Work to be completed
Return the lines below that contain the word "target".

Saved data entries
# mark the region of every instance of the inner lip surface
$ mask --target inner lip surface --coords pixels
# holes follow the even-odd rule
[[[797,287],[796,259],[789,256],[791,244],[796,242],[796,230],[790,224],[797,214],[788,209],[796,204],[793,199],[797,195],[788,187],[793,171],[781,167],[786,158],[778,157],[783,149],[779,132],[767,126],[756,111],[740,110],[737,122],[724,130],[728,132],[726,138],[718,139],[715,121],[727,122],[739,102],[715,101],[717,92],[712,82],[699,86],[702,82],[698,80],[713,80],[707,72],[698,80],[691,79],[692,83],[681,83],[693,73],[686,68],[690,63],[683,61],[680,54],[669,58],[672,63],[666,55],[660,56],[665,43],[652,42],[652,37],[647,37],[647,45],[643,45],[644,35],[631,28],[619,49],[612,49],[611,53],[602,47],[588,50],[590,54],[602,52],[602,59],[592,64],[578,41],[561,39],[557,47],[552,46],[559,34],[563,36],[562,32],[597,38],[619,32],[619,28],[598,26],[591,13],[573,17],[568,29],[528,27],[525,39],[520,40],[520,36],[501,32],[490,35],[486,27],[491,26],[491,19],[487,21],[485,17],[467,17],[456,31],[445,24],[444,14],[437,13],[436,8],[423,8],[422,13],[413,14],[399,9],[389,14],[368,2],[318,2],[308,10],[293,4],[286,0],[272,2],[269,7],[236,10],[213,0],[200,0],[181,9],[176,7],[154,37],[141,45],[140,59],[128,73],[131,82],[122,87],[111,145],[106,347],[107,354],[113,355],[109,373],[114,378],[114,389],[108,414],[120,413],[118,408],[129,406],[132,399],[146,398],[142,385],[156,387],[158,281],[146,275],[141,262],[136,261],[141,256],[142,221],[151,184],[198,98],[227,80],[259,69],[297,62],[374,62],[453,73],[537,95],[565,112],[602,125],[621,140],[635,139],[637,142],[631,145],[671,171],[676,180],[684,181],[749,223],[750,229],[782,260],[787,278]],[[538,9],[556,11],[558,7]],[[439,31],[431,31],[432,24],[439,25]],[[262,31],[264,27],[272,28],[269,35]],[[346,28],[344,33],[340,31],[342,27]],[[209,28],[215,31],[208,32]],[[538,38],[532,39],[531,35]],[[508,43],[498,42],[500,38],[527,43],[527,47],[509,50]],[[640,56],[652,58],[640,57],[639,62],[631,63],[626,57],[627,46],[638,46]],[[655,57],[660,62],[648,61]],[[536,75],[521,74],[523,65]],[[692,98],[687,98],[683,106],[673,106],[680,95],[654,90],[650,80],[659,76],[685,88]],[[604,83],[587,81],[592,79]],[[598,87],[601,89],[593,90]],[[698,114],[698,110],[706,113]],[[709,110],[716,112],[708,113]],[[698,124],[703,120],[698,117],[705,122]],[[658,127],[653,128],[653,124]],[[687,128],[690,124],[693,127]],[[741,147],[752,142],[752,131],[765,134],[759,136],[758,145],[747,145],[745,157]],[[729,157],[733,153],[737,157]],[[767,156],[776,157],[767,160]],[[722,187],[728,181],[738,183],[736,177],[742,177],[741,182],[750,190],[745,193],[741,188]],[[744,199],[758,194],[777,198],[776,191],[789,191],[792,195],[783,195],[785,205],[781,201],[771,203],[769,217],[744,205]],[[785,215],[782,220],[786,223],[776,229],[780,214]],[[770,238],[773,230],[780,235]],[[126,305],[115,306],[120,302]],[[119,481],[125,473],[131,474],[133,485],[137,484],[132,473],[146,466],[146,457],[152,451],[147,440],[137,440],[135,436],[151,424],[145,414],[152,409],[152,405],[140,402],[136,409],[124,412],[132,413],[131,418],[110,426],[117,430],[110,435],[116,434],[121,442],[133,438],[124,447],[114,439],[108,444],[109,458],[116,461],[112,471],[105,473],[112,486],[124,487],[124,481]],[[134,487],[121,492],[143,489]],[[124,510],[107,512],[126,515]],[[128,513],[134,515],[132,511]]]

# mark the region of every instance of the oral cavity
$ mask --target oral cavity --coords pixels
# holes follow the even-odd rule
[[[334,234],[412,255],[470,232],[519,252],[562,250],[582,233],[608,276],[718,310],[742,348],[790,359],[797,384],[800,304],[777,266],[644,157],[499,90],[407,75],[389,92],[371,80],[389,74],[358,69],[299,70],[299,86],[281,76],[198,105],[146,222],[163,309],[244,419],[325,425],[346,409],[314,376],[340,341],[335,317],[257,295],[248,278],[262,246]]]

Answer box
$ mask --target inner lip surface --coords pixels
$ mask --target oral cavity --coords pixels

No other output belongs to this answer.